'''
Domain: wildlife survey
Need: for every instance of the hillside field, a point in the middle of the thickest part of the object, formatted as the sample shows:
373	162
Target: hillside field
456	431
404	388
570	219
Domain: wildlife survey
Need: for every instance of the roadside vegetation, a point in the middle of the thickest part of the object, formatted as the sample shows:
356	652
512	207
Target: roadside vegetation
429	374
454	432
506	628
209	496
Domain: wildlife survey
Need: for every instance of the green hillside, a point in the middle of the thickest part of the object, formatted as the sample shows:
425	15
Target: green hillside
'''
■ **GIVEN TASK**: Arrange the records above as a Markdown table with the columns Row and Line. Give each non-blank line its own numbered row.

■ **ANSWER TO THE TASK**:
| Row | Line |
|---|---|
| 1 | Domain: wildlife survey |
| 2 | Need: for every instance of the hillside field, a point in the middle of the thickest part of the object, formatted as the sample shows: |
| 3 | 373	162 |
| 4 | Target: hillside field |
| 5 | 456	431 |
| 6 | 404	388 |
| 7 | 570	219 |
| 8 | Domain: wildlife survey |
| 9 | Need: for every instance of the roadside vegetation, a point in the middle of the thickest part of the object, formatted as the sample shows: |
| 10 | 356	652 |
| 11 | 512	207 |
| 12 | Target: roadside vegetation |
| 13 | 429	374 |
| 14 | 454	432 |
| 15 | 506	628 |
| 16 | 209	496 |
| 17 | Domain: wildlife survey |
| 18 | Need: for every instance of the green hillside, a point in the middle of the thickest part of the object, formatted as the sample shows: |
| 19 | 425	15 |
| 20 | Target: green hillside |